--- MATERIAL SUPPLIED ---
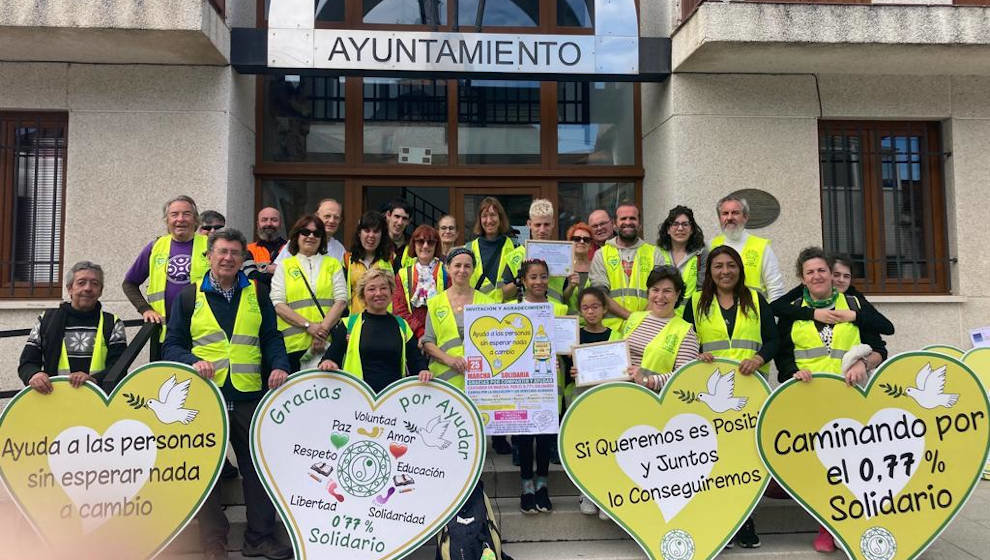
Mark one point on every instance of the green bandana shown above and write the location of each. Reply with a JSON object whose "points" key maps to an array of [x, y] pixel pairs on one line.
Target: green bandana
{"points": [[822, 303]]}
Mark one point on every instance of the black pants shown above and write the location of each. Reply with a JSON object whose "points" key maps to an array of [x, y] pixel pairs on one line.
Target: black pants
{"points": [[544, 448], [213, 525]]}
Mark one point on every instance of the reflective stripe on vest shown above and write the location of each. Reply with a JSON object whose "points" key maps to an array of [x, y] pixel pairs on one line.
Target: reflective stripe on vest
{"points": [[98, 361], [240, 357], [713, 335], [628, 291], [752, 257], [352, 359], [809, 351], [158, 271], [444, 323], [409, 278], [509, 258], [660, 354], [298, 298]]}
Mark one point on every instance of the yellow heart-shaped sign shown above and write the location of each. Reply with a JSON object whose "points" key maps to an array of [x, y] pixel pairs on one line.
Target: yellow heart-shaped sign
{"points": [[366, 477], [978, 360], [503, 342], [116, 476], [873, 465], [679, 471]]}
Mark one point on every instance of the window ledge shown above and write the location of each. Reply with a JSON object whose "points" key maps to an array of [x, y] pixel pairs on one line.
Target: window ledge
{"points": [[916, 299], [28, 304]]}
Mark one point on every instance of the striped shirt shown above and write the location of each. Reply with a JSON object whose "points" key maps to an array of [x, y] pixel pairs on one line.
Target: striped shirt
{"points": [[646, 331]]}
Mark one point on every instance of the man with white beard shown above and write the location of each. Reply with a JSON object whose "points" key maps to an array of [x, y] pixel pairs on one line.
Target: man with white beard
{"points": [[759, 261]]}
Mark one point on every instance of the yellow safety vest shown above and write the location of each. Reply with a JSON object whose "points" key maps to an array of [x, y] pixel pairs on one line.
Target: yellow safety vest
{"points": [[660, 354], [98, 361], [448, 339], [752, 256], [352, 359], [809, 351], [409, 279], [628, 291], [298, 298], [158, 271], [240, 356], [713, 335], [510, 258]]}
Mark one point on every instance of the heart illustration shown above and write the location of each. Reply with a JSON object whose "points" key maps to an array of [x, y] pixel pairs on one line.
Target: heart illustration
{"points": [[375, 498], [503, 342], [978, 360], [678, 471], [339, 440], [873, 464], [118, 476]]}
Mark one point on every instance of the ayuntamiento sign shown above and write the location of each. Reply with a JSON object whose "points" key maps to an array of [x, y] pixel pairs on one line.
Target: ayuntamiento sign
{"points": [[295, 43]]}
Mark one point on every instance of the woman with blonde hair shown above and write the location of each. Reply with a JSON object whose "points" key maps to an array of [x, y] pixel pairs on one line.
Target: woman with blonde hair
{"points": [[376, 346]]}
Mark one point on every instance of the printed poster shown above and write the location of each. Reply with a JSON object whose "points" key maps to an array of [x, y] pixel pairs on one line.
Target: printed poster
{"points": [[512, 367]]}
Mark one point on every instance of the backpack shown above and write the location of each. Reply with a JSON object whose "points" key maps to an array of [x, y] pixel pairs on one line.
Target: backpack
{"points": [[473, 533]]}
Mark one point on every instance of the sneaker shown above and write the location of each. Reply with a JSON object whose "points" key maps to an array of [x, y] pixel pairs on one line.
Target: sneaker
{"points": [[217, 552], [527, 503], [824, 542], [587, 506], [543, 500], [269, 548], [229, 471], [501, 445], [746, 537]]}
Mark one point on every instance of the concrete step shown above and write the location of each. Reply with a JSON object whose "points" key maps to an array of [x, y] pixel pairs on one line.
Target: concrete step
{"points": [[791, 547]]}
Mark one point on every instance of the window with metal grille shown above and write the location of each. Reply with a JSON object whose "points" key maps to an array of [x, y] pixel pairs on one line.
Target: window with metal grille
{"points": [[32, 184], [883, 203]]}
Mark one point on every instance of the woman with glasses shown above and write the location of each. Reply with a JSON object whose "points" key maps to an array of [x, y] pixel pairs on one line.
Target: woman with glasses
{"points": [[447, 226], [368, 251], [309, 291], [580, 235], [420, 281], [659, 340], [377, 346], [682, 244], [443, 340]]}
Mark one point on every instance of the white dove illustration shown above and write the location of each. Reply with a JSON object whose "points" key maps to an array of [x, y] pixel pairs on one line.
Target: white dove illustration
{"points": [[171, 399], [719, 396], [929, 392], [433, 433]]}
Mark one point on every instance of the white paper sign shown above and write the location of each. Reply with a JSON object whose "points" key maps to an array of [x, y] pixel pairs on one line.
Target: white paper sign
{"points": [[566, 334], [512, 368], [559, 255], [363, 477], [600, 362]]}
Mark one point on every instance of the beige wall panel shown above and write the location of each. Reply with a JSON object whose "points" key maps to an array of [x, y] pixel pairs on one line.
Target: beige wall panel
{"points": [[94, 87], [33, 85], [885, 97], [123, 166]]}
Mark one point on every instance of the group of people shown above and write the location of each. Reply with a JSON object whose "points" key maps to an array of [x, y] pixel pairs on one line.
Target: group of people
{"points": [[247, 314]]}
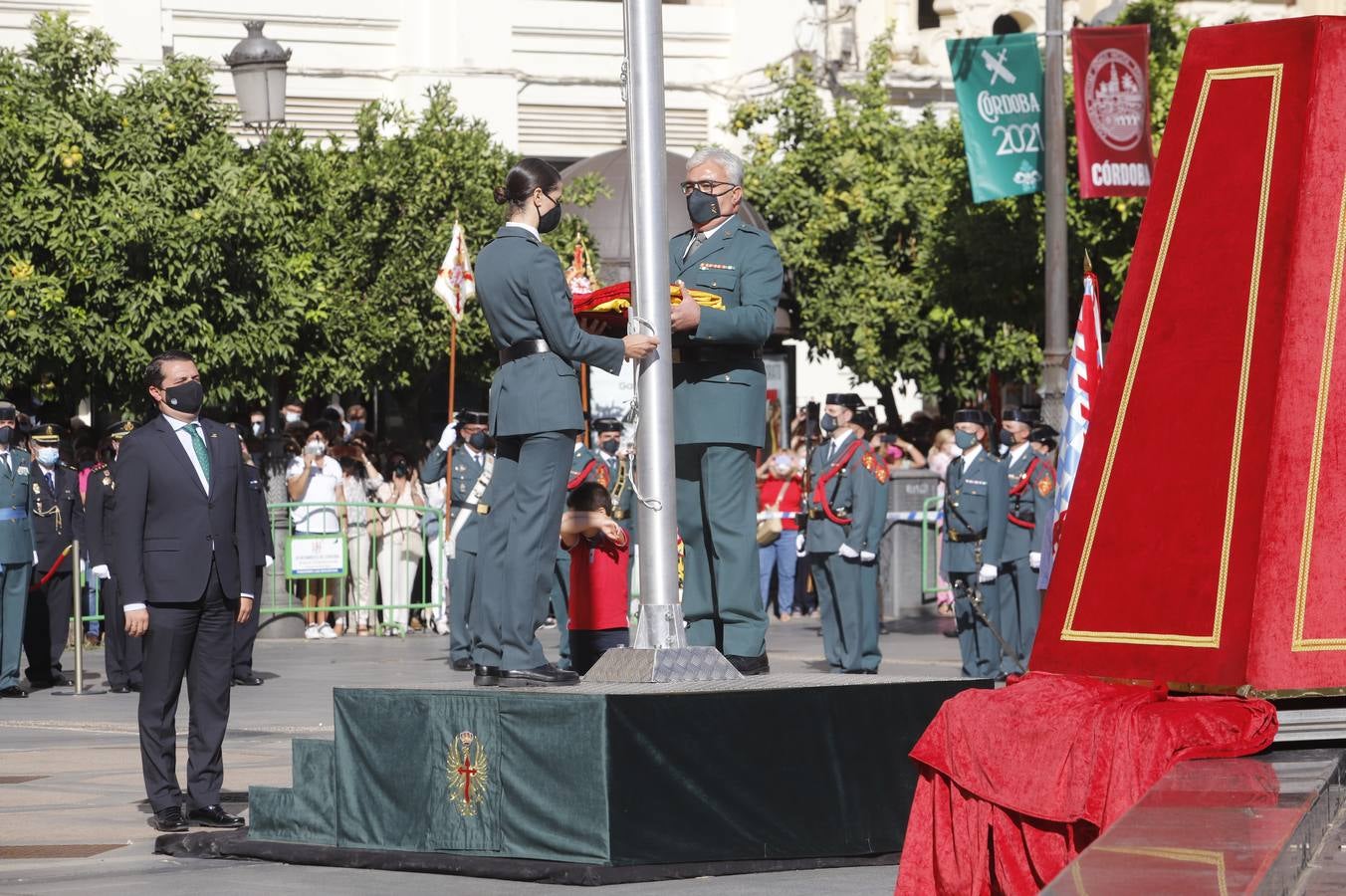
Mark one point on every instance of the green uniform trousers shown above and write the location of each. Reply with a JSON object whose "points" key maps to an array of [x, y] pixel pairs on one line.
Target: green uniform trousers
{"points": [[841, 609], [14, 604], [517, 554], [1020, 608], [716, 517]]}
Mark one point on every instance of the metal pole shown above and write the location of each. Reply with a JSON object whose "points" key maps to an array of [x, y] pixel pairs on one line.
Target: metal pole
{"points": [[661, 616], [1056, 322]]}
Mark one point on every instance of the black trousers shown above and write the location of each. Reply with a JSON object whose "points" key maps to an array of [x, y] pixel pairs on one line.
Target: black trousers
{"points": [[245, 634], [47, 626], [195, 640], [122, 654]]}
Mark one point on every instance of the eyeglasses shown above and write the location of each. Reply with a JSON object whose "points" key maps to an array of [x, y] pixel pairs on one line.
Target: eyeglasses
{"points": [[706, 186]]}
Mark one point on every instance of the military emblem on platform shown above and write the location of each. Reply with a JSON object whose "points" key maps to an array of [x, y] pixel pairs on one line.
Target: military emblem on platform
{"points": [[466, 774]]}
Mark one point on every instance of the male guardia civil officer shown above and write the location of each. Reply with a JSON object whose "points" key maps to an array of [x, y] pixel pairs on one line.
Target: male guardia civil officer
{"points": [[469, 504], [122, 654], [864, 423], [183, 548], [975, 520], [1032, 486], [840, 516], [18, 550], [719, 408], [57, 524]]}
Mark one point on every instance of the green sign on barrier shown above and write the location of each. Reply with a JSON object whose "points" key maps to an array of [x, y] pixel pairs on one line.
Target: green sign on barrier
{"points": [[999, 87]]}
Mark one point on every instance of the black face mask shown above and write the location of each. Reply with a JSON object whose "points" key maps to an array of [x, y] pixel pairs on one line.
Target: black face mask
{"points": [[186, 397], [702, 207], [547, 224]]}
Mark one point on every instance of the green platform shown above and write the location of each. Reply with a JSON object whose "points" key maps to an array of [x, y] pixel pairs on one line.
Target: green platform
{"points": [[781, 767]]}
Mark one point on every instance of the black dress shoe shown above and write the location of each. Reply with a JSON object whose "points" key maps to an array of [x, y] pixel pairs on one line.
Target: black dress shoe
{"points": [[544, 676], [750, 665], [486, 676], [213, 816], [168, 819]]}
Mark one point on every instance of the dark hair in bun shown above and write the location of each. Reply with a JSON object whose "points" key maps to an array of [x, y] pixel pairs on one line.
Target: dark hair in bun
{"points": [[523, 179]]}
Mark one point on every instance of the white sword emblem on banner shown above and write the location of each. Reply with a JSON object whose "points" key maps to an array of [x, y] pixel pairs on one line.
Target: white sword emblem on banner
{"points": [[997, 66]]}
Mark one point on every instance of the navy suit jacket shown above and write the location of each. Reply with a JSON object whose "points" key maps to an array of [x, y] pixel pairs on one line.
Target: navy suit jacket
{"points": [[165, 524]]}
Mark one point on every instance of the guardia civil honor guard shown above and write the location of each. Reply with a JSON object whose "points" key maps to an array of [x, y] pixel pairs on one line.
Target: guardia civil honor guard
{"points": [[122, 654], [1032, 487], [57, 523], [719, 408], [18, 550], [840, 514], [471, 466], [975, 518]]}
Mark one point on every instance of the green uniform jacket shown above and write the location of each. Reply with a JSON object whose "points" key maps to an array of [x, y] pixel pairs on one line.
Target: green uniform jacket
{"points": [[980, 495], [849, 494], [1032, 504], [725, 401], [524, 295], [16, 541]]}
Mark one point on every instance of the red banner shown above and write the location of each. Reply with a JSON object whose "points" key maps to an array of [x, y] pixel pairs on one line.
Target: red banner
{"points": [[1112, 111]]}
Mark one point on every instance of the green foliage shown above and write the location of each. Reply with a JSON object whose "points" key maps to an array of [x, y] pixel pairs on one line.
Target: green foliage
{"points": [[134, 222], [895, 269]]}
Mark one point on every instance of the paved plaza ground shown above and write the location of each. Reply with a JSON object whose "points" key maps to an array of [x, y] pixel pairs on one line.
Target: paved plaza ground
{"points": [[70, 774]]}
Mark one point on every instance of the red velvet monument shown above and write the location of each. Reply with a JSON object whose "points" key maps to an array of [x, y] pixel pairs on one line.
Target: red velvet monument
{"points": [[1203, 548]]}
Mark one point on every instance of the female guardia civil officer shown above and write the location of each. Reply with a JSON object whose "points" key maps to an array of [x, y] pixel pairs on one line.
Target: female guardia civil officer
{"points": [[535, 417]]}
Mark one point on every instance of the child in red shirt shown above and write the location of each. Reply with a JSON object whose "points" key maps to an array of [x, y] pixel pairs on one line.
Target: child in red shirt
{"points": [[599, 556]]}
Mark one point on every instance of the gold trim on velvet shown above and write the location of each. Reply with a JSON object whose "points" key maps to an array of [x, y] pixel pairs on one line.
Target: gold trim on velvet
{"points": [[1325, 377], [1069, 631]]}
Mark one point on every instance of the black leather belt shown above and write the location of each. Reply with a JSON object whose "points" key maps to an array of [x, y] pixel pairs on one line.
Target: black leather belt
{"points": [[524, 348], [703, 354]]}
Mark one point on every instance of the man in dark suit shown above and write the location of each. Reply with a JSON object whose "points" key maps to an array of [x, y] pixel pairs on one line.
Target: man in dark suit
{"points": [[57, 523], [183, 551], [121, 651]]}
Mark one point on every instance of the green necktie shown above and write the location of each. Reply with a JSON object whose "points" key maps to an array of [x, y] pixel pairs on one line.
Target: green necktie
{"points": [[198, 444]]}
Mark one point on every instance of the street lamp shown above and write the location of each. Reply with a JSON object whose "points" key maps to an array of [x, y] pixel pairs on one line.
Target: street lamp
{"points": [[257, 65]]}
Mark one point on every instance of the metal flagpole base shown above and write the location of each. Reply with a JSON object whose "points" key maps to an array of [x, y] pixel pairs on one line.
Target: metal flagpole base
{"points": [[662, 665]]}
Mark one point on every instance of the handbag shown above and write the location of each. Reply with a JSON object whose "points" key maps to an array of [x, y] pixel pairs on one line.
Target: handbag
{"points": [[769, 528]]}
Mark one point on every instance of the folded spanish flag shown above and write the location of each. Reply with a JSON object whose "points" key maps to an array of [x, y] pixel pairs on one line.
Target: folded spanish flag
{"points": [[612, 302]]}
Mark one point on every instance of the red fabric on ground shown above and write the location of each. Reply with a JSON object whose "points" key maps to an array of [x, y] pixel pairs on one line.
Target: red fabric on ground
{"points": [[1015, 782]]}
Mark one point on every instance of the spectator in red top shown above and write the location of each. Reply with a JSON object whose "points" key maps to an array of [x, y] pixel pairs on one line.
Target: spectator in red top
{"points": [[599, 558], [780, 493]]}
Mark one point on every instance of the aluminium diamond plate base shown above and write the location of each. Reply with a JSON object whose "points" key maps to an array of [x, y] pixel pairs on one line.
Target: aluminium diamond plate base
{"points": [[662, 665]]}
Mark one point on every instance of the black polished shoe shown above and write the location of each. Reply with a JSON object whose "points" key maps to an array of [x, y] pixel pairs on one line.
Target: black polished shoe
{"points": [[750, 665], [486, 676], [213, 816], [168, 819], [544, 676]]}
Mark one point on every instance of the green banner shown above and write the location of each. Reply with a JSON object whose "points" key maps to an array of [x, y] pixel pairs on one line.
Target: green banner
{"points": [[999, 88]]}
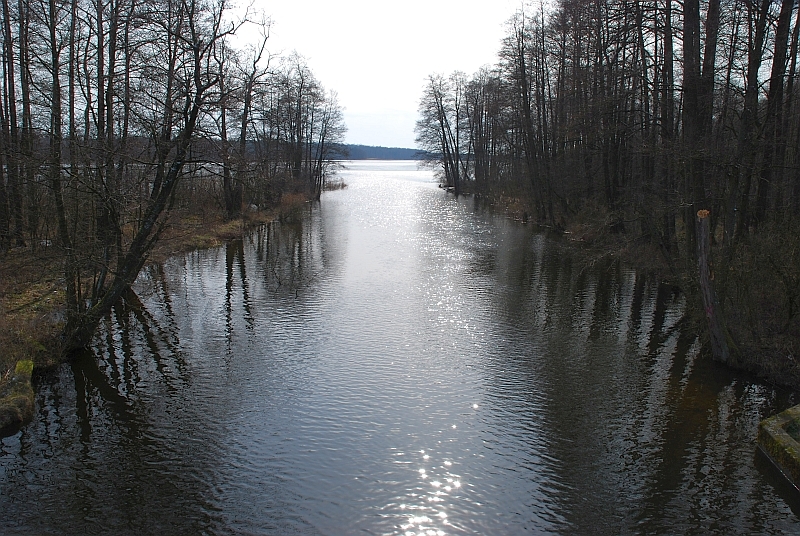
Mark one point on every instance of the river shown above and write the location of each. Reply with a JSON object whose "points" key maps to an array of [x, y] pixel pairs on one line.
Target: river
{"points": [[395, 361]]}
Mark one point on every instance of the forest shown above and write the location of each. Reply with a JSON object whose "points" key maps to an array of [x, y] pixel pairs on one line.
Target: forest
{"points": [[122, 120], [652, 122]]}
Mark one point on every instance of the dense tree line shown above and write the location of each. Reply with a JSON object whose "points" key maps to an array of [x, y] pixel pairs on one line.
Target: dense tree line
{"points": [[649, 111], [115, 111]]}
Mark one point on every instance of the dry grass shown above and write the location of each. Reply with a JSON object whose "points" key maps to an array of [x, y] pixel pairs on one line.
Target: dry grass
{"points": [[32, 285]]}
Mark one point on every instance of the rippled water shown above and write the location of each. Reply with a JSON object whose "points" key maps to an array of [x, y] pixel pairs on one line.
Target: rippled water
{"points": [[395, 361]]}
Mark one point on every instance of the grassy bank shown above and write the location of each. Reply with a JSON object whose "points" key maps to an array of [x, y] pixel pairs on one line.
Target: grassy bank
{"points": [[32, 283], [757, 282]]}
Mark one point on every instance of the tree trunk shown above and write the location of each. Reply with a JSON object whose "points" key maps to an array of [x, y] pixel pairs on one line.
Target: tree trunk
{"points": [[716, 321]]}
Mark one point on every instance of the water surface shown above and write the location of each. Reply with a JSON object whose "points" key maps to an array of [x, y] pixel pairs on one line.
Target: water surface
{"points": [[395, 361]]}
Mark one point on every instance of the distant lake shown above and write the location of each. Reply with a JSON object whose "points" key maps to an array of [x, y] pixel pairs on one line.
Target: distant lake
{"points": [[395, 360]]}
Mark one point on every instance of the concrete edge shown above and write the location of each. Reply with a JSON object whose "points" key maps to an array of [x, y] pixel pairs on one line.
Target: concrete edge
{"points": [[781, 448]]}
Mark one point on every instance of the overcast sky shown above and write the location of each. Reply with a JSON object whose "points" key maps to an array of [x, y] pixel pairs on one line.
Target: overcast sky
{"points": [[376, 55]]}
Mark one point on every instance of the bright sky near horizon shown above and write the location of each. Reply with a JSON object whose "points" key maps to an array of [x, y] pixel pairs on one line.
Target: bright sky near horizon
{"points": [[377, 55]]}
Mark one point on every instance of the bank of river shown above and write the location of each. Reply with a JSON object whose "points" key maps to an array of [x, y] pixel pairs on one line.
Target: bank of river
{"points": [[395, 361]]}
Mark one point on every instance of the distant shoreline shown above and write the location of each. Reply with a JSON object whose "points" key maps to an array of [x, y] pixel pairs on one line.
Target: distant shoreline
{"points": [[369, 152]]}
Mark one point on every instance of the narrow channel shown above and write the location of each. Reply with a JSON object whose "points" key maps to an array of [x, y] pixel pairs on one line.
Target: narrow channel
{"points": [[395, 360]]}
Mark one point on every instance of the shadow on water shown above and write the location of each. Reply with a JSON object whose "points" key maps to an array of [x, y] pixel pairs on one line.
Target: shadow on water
{"points": [[118, 444], [644, 433], [298, 381]]}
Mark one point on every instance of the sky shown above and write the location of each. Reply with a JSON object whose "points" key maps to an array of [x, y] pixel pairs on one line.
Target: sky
{"points": [[377, 55]]}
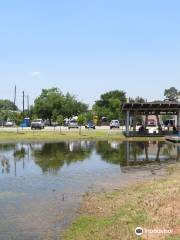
---
Gather every line of the records above that contains the string "surface". Letter case counts.

Mark one point on every instance of the water surface shown above and write the location of each. Reply with a JSON object whose "points" key maps to an array of [x, y] pixel pairs on one line.
Target: water surface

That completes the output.